» **WHAT THIS TASK INVOLVES**
Please take the records that follow and repeat exactly the lines starting with the line with "Query: white bed" and going on through the line with "find dresser drawer handle".

══════════

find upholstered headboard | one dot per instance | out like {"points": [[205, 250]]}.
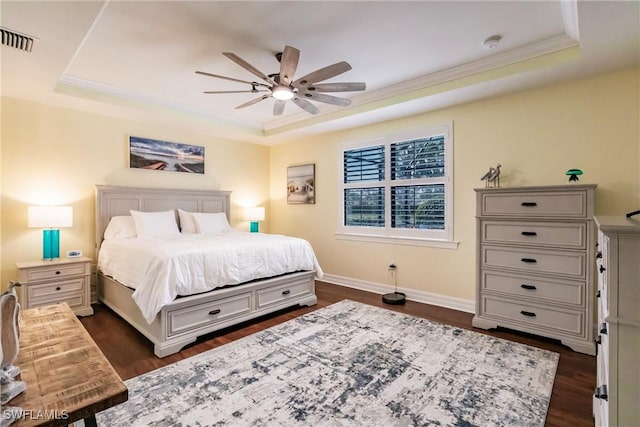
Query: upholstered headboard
{"points": [[113, 200]]}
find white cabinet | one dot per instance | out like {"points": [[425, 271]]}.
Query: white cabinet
{"points": [[616, 399], [60, 280], [535, 268]]}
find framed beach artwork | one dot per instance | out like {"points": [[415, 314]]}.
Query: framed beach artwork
{"points": [[301, 184], [152, 154]]}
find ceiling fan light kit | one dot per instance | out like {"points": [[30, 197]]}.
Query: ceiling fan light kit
{"points": [[282, 87], [282, 92]]}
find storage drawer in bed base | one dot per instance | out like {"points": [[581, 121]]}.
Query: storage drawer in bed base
{"points": [[185, 319]]}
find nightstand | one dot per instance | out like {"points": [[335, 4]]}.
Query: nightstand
{"points": [[60, 280]]}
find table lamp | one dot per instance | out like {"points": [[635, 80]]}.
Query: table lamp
{"points": [[254, 215], [51, 218]]}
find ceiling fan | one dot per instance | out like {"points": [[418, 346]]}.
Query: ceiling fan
{"points": [[283, 87]]}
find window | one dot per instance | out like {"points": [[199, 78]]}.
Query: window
{"points": [[399, 187]]}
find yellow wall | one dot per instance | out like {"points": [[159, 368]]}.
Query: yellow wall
{"points": [[54, 155], [57, 155], [592, 124]]}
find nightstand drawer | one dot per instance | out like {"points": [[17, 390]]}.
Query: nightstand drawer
{"points": [[561, 235], [60, 280], [54, 272], [51, 289], [76, 300], [565, 204]]}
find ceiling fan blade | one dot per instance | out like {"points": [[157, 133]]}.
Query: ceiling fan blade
{"points": [[278, 107], [328, 99], [305, 105], [233, 91], [338, 87], [244, 64], [322, 74], [231, 79], [288, 64], [253, 101]]}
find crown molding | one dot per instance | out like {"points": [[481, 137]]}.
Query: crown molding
{"points": [[402, 91]]}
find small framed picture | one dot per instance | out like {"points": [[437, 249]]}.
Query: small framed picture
{"points": [[301, 184], [153, 154]]}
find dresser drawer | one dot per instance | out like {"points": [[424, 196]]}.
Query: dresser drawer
{"points": [[534, 287], [560, 320], [570, 264], [54, 272], [279, 294], [197, 316], [566, 204], [561, 235], [76, 300]]}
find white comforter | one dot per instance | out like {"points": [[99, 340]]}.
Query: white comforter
{"points": [[161, 269]]}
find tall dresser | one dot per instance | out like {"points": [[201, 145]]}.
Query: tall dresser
{"points": [[535, 262], [616, 399]]}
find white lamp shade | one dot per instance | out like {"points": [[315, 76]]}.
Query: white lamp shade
{"points": [[50, 216], [254, 214]]}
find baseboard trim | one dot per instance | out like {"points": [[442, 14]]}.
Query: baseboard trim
{"points": [[460, 304]]}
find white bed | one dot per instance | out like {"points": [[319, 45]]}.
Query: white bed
{"points": [[170, 322]]}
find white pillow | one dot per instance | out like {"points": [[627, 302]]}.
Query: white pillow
{"points": [[120, 227], [211, 222], [155, 224], [187, 224]]}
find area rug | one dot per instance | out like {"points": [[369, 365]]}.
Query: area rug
{"points": [[348, 364]]}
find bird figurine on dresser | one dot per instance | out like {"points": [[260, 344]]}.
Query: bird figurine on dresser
{"points": [[492, 176]]}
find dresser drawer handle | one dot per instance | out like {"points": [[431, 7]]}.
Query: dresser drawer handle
{"points": [[603, 328], [601, 392]]}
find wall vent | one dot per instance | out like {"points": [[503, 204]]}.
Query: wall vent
{"points": [[16, 40]]}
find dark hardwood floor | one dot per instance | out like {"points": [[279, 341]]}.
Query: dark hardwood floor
{"points": [[131, 354]]}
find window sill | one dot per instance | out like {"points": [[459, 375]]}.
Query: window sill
{"points": [[399, 240]]}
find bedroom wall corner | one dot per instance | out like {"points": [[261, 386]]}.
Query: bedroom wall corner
{"points": [[536, 135]]}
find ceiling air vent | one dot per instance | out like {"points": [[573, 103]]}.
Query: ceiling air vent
{"points": [[16, 40]]}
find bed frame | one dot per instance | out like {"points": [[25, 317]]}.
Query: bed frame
{"points": [[186, 318]]}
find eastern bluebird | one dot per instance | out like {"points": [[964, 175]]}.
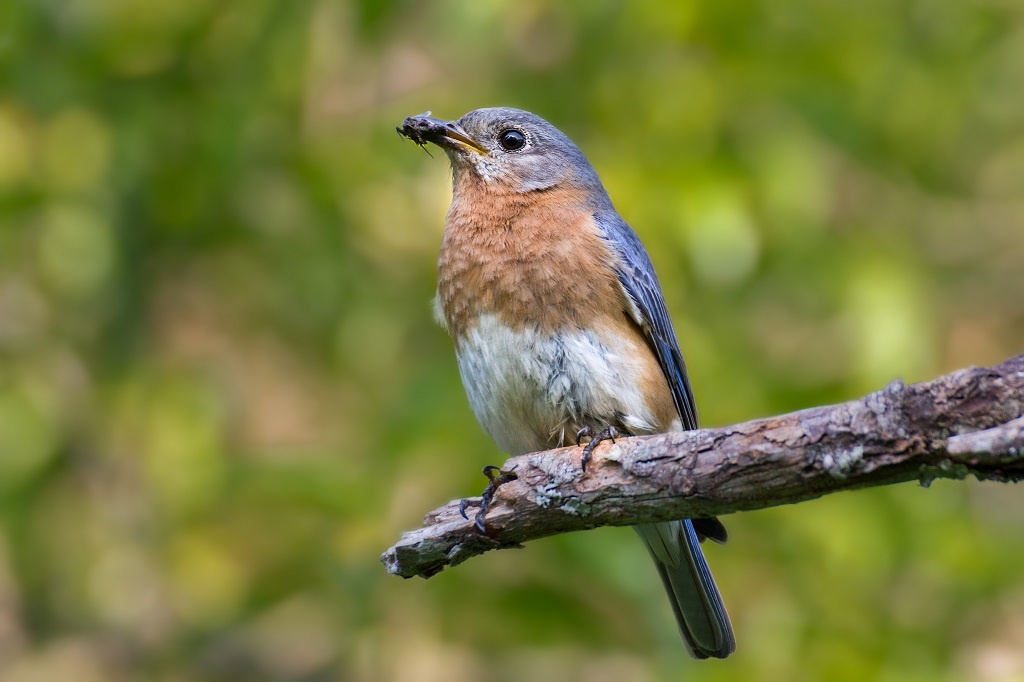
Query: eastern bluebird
{"points": [[559, 324]]}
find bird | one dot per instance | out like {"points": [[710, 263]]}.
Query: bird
{"points": [[559, 324]]}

══════════

» **EXPECTED ANSWER**
Query: white bed
{"points": [[170, 322]]}
find white pillow | one dot per instance | out like {"points": [[627, 302]]}.
Query: white pillow
{"points": [[120, 227], [211, 222], [155, 224], [187, 224]]}
find area rug | one dot per instance | out like {"points": [[369, 365]]}.
Query: area rug
{"points": [[348, 364]]}
find bird figurine on dresser | one dot per instance | out like {"points": [[260, 344]]}.
Query: bird figurine on dresser
{"points": [[492, 176]]}
find dresser drawer handle | one dot per instance | out like {"points": [[431, 7]]}.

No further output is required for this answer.